Contour labeling records
---

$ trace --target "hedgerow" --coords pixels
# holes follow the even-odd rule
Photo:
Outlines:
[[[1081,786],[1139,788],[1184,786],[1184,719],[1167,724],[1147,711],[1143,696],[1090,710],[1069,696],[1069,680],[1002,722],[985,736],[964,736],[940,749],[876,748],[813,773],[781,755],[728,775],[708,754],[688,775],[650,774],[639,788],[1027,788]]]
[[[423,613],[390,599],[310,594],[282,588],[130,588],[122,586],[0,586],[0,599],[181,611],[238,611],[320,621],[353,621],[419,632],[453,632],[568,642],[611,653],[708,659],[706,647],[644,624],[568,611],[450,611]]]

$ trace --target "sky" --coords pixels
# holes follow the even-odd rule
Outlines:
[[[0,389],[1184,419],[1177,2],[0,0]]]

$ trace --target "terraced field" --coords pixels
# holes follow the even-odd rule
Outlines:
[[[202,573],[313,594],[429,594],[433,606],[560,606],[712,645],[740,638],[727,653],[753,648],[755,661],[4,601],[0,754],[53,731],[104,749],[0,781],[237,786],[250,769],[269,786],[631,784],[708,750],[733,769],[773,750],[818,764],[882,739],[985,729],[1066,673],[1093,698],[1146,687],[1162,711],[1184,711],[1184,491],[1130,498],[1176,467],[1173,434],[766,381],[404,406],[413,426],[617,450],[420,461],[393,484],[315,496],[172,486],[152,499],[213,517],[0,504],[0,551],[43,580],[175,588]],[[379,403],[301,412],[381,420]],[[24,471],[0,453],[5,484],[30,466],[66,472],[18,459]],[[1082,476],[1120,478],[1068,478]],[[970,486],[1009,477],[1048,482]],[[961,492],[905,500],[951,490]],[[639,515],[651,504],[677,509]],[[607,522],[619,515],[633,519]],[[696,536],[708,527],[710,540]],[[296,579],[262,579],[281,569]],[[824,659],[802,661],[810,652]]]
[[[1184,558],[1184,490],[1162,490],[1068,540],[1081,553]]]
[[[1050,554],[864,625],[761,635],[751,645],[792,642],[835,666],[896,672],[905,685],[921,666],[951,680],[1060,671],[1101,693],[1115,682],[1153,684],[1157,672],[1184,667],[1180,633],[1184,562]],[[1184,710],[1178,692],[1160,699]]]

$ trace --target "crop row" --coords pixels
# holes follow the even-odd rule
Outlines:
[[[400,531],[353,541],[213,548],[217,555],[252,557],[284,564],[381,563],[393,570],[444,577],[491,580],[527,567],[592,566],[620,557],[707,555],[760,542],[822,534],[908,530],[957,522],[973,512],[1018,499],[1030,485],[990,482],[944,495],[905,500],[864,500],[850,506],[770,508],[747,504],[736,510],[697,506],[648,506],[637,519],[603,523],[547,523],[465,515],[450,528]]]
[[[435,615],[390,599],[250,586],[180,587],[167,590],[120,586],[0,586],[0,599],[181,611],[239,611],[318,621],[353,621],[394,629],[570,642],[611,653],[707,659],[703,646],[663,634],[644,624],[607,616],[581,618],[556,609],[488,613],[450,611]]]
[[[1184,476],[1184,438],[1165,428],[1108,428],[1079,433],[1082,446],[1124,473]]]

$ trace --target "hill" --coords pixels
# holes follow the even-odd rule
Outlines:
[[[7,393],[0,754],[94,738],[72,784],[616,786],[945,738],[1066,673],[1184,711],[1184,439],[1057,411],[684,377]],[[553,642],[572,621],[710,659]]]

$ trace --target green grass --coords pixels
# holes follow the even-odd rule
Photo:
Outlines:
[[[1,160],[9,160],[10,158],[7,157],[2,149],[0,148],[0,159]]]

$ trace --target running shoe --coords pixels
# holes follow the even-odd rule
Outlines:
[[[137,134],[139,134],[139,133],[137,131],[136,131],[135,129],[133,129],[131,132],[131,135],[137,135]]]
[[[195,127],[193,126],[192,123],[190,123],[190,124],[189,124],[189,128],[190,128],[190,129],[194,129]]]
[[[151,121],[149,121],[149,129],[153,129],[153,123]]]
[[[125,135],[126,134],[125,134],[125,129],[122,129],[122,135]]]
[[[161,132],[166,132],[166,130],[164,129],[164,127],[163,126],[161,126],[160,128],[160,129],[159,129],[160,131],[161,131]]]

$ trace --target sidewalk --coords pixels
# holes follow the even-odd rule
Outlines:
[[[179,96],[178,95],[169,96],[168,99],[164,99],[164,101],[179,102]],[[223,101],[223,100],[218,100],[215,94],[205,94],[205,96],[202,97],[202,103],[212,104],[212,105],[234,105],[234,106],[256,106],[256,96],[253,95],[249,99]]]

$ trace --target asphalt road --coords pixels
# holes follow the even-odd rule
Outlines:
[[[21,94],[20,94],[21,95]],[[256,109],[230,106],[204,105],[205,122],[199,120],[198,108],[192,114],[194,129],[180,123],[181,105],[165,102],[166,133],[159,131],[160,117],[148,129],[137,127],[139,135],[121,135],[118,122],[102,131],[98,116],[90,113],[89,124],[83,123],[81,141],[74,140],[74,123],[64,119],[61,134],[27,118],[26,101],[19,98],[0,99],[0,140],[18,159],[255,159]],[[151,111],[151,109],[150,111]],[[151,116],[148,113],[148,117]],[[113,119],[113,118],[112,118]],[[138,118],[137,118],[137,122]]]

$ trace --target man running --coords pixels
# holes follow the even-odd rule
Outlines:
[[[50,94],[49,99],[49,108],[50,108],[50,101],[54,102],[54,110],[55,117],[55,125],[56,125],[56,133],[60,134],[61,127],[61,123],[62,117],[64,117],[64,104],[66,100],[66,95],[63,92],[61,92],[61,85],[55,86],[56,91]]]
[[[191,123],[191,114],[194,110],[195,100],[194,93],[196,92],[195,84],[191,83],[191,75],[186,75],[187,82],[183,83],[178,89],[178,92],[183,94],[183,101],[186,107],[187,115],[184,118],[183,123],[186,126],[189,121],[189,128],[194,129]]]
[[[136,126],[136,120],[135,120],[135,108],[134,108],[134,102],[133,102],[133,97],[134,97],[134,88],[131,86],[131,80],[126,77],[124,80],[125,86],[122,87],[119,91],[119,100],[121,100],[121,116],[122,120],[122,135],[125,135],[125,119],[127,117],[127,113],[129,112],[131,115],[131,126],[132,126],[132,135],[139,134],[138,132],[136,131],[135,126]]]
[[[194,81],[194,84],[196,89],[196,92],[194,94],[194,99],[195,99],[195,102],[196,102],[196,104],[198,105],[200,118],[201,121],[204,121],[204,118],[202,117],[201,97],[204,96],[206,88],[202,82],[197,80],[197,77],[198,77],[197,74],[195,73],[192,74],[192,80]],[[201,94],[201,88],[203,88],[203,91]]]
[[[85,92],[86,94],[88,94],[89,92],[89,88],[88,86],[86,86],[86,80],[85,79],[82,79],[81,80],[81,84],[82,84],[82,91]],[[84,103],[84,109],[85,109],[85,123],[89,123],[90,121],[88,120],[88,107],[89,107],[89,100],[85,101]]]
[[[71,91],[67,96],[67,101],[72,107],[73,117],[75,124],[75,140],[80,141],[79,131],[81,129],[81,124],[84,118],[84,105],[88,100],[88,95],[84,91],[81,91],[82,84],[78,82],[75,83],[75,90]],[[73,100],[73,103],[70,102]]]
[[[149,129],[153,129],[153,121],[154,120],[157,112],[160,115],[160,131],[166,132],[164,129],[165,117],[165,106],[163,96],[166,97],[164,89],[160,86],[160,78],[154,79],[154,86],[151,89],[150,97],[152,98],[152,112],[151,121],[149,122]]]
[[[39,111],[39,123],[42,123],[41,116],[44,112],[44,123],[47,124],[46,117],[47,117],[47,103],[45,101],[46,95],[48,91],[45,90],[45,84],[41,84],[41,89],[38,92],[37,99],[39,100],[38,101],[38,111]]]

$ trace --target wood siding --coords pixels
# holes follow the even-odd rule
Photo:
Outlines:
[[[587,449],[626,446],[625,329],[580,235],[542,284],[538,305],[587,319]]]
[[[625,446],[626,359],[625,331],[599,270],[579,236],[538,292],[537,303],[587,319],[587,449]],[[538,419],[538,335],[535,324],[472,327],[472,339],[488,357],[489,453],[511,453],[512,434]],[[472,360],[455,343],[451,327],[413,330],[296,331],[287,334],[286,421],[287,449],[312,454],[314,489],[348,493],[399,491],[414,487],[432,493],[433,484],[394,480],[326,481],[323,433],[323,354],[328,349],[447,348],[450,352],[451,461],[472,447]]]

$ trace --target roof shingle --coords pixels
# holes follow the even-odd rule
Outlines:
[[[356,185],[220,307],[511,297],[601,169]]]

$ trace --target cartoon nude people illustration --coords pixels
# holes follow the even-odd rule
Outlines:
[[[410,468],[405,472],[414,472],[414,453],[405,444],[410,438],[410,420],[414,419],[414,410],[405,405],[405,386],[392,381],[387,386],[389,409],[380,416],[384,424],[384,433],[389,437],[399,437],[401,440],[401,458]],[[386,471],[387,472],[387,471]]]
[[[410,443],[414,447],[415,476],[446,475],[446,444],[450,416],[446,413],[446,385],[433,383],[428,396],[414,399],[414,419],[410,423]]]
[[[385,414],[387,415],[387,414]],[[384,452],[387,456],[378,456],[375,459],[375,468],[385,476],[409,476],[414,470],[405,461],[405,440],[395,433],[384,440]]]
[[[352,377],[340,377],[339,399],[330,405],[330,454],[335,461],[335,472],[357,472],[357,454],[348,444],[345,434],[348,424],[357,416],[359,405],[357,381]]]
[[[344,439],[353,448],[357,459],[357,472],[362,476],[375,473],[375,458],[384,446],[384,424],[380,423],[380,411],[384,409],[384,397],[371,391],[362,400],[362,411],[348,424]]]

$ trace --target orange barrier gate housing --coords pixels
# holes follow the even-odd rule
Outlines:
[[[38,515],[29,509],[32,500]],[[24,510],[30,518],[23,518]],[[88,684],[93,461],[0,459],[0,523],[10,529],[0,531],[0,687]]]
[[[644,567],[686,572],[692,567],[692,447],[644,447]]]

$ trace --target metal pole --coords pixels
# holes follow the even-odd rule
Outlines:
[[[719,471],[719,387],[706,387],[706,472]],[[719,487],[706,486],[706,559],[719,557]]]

---

• **DIRECTIONS**
Change "sky" to "cloud cover" in the lines from the start of the records through the line containing "[[[0,389],[1184,419],[1177,2],[0,0]]]", keeping everything else the same. Give back only those lines.

• **RESPONSE BELOW**
$ trace --target "hedgerow" --coords pixels
# holes follow the even-odd rule
Photo:
Outlines:
[[[1081,786],[1139,788],[1184,786],[1184,719],[1167,724],[1147,711],[1143,696],[1090,710],[1069,696],[1069,680],[1002,722],[985,736],[964,736],[940,749],[876,748],[813,773],[781,755],[728,775],[708,754],[688,775],[650,774],[639,788],[1027,788]]]
[[[423,613],[390,599],[310,594],[282,588],[130,588],[122,586],[0,586],[0,599],[181,611],[238,611],[320,621],[353,621],[419,632],[453,632],[568,642],[611,653],[708,659],[706,647],[644,624],[568,611],[450,611]]]

$ trace --target "cloud cover" --coords pixels
# holes follow the even-odd rule
Outlines:
[[[0,389],[1184,419],[1177,2],[0,0]]]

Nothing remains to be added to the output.